Antibiotics and immunization seem like the most likely candidates though.

No idea, but what happened around 1921 for men age 16-40 to decrease their mortality in Sweden? I thought that blue strip was from WW1. Is that big white jump in the early 1920s also from the end of WW1 or something else?

I’d ‘guess’ OPs question is as other people say. Antibiotics, vaccinations and better nutrition.

I would also attribute a lot of the 1990s decrease to infant/small child car seats and stricter seat belt and drunk driving laws.

The peak year for auto accident fatalities in the U.S. was about 56,000 in the early 1970s; it’s about half that now, with nearly twice the population.

I read recently that when the measles vaccine came out, that alone decreased child mortality by about 50%, and it’s been discovered even more recently that what REALLY made it so deadly was that the measles virus caused a sort of amnesia of the immune system that could last as long as a year or two. THAT alone is reason to vaccinate!

And smallpox.

Don’t forget better housing and nutrition in the recovery from WW2, as well as welfare state policies in general. One perhaps counter-intuitive consequence of British rationing and food policy was that it improved general health by guaranteeing a nutritional minimum, especially for children, both in domestic rations and through school meals programmes and supplements (I certainly got daily free milk and fish-oil capsules at school, and plenty of vitamin-rich rosehip syrup).

Items listed in a dataset:
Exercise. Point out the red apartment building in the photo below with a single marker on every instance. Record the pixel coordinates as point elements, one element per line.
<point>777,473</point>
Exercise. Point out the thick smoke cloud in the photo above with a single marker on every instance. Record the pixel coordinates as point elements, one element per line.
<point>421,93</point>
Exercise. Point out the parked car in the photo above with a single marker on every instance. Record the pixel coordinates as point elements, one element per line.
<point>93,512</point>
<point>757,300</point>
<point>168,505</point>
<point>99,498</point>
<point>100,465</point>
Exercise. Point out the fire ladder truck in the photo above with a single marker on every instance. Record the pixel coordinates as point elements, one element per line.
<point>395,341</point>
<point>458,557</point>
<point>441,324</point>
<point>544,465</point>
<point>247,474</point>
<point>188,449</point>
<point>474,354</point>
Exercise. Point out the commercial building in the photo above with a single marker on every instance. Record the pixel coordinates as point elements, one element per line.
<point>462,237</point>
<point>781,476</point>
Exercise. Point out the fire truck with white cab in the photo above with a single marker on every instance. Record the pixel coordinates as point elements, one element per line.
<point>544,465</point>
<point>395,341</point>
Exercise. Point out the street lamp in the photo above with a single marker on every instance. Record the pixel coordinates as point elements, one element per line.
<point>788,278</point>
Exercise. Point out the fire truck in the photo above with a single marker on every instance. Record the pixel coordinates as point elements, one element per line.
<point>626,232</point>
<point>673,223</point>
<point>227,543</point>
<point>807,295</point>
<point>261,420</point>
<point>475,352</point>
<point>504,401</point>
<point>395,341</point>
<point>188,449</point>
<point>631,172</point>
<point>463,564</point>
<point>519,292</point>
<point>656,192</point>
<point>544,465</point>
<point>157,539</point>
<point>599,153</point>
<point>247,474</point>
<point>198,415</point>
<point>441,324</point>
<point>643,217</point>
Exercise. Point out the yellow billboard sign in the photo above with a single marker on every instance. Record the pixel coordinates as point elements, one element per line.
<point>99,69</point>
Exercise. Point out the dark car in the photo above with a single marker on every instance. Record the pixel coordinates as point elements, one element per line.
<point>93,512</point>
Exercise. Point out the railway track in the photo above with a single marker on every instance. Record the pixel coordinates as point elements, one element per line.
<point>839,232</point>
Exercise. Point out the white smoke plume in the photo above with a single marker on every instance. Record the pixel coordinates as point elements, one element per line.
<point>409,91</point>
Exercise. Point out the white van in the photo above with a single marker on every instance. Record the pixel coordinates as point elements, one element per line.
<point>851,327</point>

#### Work task 1:
In the discussion of falling mortality, about how many people died in U.S. auto accidents in the peak year?
#### Work task 2:
Translate this sentence from the discussion of falling mortality into Spanish: "I would also attribute a lot of the 1990s decrease to infant/small child car seats and stricter seat belt and drunk driving laws."
#### Work task 3:
Continue the discussion of falling mortality from the point where it stops.
The data has nothing to do with this work.

#### Answer area 1:
About 56,000, in the early 1970s.

#### Answer area 2:
También atribuiría gran parte de la disminución de los años noventa a los asientos de seguridad para bebés y niños pequeños y a leyes más estrictas sobre el cinturón de seguridad y la conducción en estado de ebriedad.

#### Answer area 3:
Maybe this will explain why so many people remembered the 1950’s with such fondness.

The Spanish Flu kept going a couple of years after the war.

This is broad, but likely correct. Kid’s immune systems really are superhero-level effective…but only if they get the proper nutrition to handle infection. So combine better food security with immunizatons and antibiotics and it’s not surprising to see a dip in child deaths.

Hell, just better health overall is another driver. Healthcare delivery may be an issue in places, but healthcare itself has made enormous leaps forward since WWII.

Electrification, and refrigerated food storage,.